# PASSAGE
Cohesion between security and privacy

September 14, 2022

Why data governance and privacy should work together


Data governance is a set of systems, rules, and responsibilities that control how your organization uses information. Data governance helps your organization protect sensitive data, such as personal, financial, and trade secrets, in order to meet regulatory compliance goals and other obligations. It also helps you use data more effectively, providing better analytics and decision making, increasing efficiency, and reducing waste and redundancy.

Here’s how to create a data governance program that will enhance your data privacy program, improve your security, and make your company more effective.

Why does data governance matter?

Everything your organization does depends on data, from order fulfillment, to market research, product strategy, accounting, and partner management. Data governance can provide a major competitive advantage by enabling you to organize, track, and utilize that data more effectively than your competition.

At the same time, a lot of your data comes with risks and obligations attached. You need to protect and regulate the use of personal data to fulfill your obligations under laws like CPRA and GDPR. You must carefully monitor financial data to detect errors and fraud. And of course, you have to document a wide range of activities, from product design to cybersecurity logs.

The data governance process enhances both sets of goals, helping you use data more effectively, while protecting you from the risks that data entails.

On the surface, improving data utilization might seem like a very different task than regulating personal data use or documenting a product. But in reality, many data governance strategies and policies help meet both positive and negative goals. For example, tagging data helps your analysts access the information they need more easily, but it also enables you to track and mitigate the risks associated with that data. Similarly, documenting and mapping your data flows helps identify and address privacy risks, while also ensuring the data your business depends on stays accurate and available.

Data governance enables you to more effectively steward your data, accomplishing a wide range of goals, including:

  • Analyzing data flows and the data footprint
  • Coordinating an overall data and privacy strategy
  • Protecting data from attacks, leaks, and other risks
  • Protecting privacy by upholding customer choices about how their data is used
  • Regulating internal audit and documentation practices
  • Supporting strong decision making and high information quality
  • Eliminating data duplication and repeat work
  • Ensuring that stakeholders get the data they need
  • Minimizing access to sensitive data

Data governance, security, and privacy

But wait a minute! You already have a privacy program to regulate personal data usage, and a cybersecurity team to prevent hacks and leaks. So why is the purview of data governance so broad? Heck, why do you need data governance at all?

The most important reason is that cybersecurity and privacy can’t adequately address all your data needs. Cybersecurity teams are typically focused on endpoint and network security. Their goal is to fortify your infrastructure against attacks. But there are risks inherent to data that can’t be addressed with this strategy.

To understand the benefits of data governance, consider what happens when you run a routine analytics report. The app pulls data from multiple sources and processes it, to highlight key aspects or trends.

# EXERCISE REQUIREMENTS
• A. Answer these questions about the data governance article:
(i) Which two laws are named as bringing obligations to protect personal data?
(ii) What are cybersecurity teams typically focused on?
(iii) According to the example given, what does tagging data help analysts do?
• B. Carry on writing the data governance article from the point where it ends.

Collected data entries
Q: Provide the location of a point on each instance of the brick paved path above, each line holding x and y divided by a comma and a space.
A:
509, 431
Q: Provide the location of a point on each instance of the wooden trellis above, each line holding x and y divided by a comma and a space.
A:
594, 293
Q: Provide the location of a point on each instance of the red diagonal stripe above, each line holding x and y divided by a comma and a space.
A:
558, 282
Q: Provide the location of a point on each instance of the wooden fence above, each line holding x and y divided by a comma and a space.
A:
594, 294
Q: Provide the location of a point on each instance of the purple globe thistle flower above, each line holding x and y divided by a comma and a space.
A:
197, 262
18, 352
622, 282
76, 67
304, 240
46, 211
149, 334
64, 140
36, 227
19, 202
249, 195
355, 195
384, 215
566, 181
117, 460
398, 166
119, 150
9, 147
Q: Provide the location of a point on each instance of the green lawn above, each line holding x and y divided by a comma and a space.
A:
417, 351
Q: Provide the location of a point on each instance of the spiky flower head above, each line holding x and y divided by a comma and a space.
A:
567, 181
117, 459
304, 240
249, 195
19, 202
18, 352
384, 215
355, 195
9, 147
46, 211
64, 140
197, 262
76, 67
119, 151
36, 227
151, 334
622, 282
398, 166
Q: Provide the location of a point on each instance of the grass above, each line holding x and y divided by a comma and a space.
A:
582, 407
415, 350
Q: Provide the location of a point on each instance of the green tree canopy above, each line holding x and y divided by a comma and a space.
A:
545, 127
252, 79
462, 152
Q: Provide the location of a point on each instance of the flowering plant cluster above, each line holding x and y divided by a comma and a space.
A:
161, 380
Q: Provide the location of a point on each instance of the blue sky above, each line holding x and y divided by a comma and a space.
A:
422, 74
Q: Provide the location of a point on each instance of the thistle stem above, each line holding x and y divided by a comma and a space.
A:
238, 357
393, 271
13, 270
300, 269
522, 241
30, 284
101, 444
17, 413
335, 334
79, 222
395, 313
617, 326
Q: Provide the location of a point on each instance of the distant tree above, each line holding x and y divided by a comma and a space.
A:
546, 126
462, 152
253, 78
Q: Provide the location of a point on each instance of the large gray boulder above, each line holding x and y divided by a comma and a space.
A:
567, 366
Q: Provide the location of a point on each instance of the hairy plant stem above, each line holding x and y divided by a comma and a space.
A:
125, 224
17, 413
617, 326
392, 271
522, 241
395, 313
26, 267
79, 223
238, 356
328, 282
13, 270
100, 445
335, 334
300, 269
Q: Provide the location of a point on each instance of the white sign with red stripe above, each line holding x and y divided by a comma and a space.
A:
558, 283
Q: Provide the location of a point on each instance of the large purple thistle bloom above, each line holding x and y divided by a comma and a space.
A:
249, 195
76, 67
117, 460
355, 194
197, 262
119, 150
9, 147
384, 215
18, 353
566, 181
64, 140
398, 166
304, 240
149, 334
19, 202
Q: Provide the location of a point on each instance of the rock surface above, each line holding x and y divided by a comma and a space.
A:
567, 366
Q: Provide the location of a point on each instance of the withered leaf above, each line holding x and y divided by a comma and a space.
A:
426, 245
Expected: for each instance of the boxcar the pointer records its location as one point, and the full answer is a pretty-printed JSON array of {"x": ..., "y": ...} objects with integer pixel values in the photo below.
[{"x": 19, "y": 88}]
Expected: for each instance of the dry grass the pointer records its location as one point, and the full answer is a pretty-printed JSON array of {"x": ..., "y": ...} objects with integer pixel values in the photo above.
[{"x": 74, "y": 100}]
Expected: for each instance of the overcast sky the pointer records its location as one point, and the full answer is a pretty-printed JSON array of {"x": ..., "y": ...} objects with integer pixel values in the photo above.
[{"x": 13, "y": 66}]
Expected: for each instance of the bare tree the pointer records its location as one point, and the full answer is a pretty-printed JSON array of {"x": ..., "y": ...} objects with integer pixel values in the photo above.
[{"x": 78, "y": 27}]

# THE RESPONSES
• A.
(i) CPRA and GDPR.
(ii) Endpoint and network security.
(iii) Access the information they need more easily.

• B.
Even that simple action can pose risks to privacy that traditional cybersecurity can’t address, such as:

  • Disclosing confidential information through inadequate access control
  • Combining data from multiple sources in a way that could de-anonymize information
  • Allowing malicious actors to infer trade secrets
  • Exposing sensitive data through a compromised partner app
  • Aoviding misleading information through the use of inaccurate or outdated data

Similarly, privacy policies can’t be effectively implemented without a data governance approach. For example, under the CPRA, if a consumer asks your organization to delete their personal data, it doesn’t just apply to your organization; you also need to make sure that any partners you’ve shared the data with also delete it.

That means you need to understand everywhere your data flows both inside and outside your organization. You also need a system to label and track data, so you can track down a particular consumer’s data when you receive a request. Finally, you need a way to track and confirm you’ve taken the compliance actions, such as deleting a consumer’s data, providing a copy of that data to the consumer, or limiting third party access based on a consumer’s opt out. You can’t do all those things by solely focusing on privacy.

With security, privacy, compliance, efficiency, and other data concerns bleeding into each other, you need to build a holistic approach to data. A data governance framework enables you to build a coherent strategy that addresses all your data priorities.

Utilizing the DGPC framework

Your data governance framework needs to mesh will with other frameworks, such as compliance regulations and security privacy best practices. Data governance for privacy, confidentiality, and compliance (DGPC) is an excellent framework for this purpose. Designed by Microsoft, DGPC focuses on three core areas: people, processes, and technology.


The first step is to organize a data governance team. Typically, this team will be led by a head of data or chief data officer, overseeing a group of data stewards.

The role of the chief data officer is to oversee the governance program. They’re in charge of designing the overall data governance strategy, defining roles and responsibilities within the team, setting priorities, and enforcing standards.

Under the chief data officer are the data stewards, who implement the program. They’ll handle tasks like building access control policies, breach notifications, and escalation paths; enforcing compliance; mapping data flows; and other areas of governance.


The DGPC process typically begins with document reviews. Your team will need to consult a range of materials, including:

  • Regulatory documents, such as statutes and rulings from regulatory bodies
  • Best practices and standards
  • Internal privacy, security, and technology use policies
  • Internal governance strategies and timelines
  • Audits and compliance review documents

Your team will also need to consult with other stakeholders, including legal counsel, security teams, and department leads.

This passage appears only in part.